Copy out the material below from its first line through the line that contains "[86,80,302,481]", requests included, and scale every box coordinate in the answers by 1.15, rounding each to a whole number with halves rounded up.

begin Material provided

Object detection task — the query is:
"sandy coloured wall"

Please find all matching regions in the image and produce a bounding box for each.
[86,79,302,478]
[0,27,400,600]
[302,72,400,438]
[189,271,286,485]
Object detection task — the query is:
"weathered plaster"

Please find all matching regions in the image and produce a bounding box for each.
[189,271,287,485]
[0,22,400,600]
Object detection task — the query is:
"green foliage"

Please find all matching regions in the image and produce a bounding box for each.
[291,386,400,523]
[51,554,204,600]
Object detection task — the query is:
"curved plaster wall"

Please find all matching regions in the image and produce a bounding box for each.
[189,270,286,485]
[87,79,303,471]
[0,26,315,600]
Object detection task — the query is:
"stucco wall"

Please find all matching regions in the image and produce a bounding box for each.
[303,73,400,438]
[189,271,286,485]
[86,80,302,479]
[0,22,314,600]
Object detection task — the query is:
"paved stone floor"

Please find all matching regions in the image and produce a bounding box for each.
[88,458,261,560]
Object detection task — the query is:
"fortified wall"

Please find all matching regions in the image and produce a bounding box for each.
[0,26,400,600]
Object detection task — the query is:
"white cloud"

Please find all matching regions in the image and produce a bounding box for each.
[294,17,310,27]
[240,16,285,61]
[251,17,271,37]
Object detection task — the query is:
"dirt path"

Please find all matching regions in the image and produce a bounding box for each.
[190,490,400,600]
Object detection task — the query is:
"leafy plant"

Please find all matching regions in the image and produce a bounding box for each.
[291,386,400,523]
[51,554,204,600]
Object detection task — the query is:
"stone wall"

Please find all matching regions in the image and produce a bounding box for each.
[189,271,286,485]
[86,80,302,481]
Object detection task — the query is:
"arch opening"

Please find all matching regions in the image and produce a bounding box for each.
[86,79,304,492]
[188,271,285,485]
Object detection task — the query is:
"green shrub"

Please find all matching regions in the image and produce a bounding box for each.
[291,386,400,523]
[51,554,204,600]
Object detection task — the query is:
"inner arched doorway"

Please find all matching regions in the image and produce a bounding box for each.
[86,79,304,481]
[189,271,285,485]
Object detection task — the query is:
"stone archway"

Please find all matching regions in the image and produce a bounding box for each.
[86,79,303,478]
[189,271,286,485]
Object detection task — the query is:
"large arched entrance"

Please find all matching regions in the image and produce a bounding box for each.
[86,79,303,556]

end Material provided

→ **Exercise solution**:
Object detection task — the query is:
"sandy coloured wall"

Please find all matching regions in the image and produce a bounding box for each.
[99,91,347,550]
[0,31,460,690]
[347,83,460,504]
[217,312,329,558]
Object detection task — the query is:
"weathered plaster"

Please find all matching regions in the image and produce a bounding box for each.
[217,312,330,558]
[0,25,460,690]
Object detection task — the query is:
"green foliage"

Please find all matching regions in the image and produce a bounding box for each.
[335,444,460,601]
[59,637,235,690]
Object detection task — the query is:
"curved plaster wall"

Please find all matching regions in the image and produce a bounding box for each.
[217,311,329,558]
[100,91,348,542]
[0,30,362,690]
Object detection task — the query is:
"stucco wall"

Please find all matching regions in the image and produce a bounding box for each.
[348,84,460,504]
[217,312,329,558]
[99,92,347,551]
[0,25,361,690]
Object detection task — the query is:
"paved stone floor"

Please find all matching regions in the image and produce a bounding box for each.
[101,527,300,644]
Object detection task — the query is:
"fortified wall"

Please find all matching regions in the image and produce a bounding box for each.
[0,30,460,690]
Object detection task — the query is:
"white cloud"

Please find all matching regions in the image and produce a bounding box for each.
[338,20,357,31]
[276,18,328,70]
[289,20,312,43]
Object detection task — the query is:
"dirt path"

Please find all matching regions in the image and produce a bounding box for each.
[219,564,460,690]
Object detection task — the query is:
"leafy plant"

Please find all matching regions in the image and produce a bounding box for each.
[335,444,460,601]
[59,637,235,690]
Object detection task — the query is:
"stone wall"

Please find all matching regions in the image and produce a bounding box for each.
[217,312,329,558]
[99,92,347,553]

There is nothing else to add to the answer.